• _Supplied data_
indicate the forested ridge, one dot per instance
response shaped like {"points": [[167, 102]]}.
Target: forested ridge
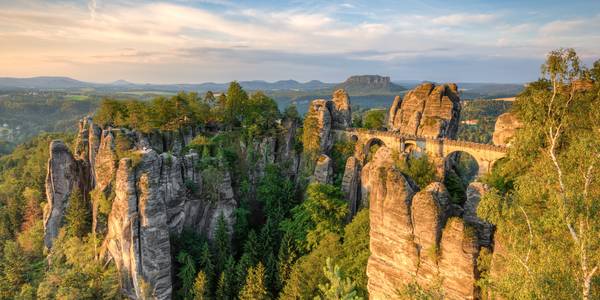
{"points": [[291, 237]]}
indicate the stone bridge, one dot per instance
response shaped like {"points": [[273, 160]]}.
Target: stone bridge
{"points": [[439, 149]]}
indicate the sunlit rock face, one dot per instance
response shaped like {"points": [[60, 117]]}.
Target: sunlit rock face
{"points": [[427, 110], [415, 237], [506, 127]]}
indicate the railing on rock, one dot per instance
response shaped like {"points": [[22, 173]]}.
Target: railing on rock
{"points": [[450, 142]]}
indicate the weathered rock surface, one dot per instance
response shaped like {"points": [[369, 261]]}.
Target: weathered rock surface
{"points": [[413, 238], [323, 170], [144, 189], [319, 113], [429, 212], [61, 177], [458, 260], [324, 116], [138, 234], [484, 230], [351, 185], [394, 258], [505, 129], [428, 110], [341, 111]]}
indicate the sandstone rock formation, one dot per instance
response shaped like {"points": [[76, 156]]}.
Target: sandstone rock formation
{"points": [[61, 178], [505, 129], [351, 185], [369, 84], [414, 238], [428, 110], [144, 188], [317, 127], [341, 111], [322, 117], [323, 170]]}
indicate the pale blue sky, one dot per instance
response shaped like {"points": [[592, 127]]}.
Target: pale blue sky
{"points": [[220, 40]]}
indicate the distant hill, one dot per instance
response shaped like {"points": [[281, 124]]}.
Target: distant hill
{"points": [[65, 83], [46, 82], [370, 85]]}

• _Task directions_
Recast the lines of the data above, from the line containing "indicate the distant" through the last line, inclusive, as a numbered list with blank lines omitted.

• _Result_
1. indicate the distant hill, one dot per instance
2. response shaped like {"points": [[281, 124]]}.
3. Target: distant hill
4. {"points": [[65, 83], [46, 82], [370, 85]]}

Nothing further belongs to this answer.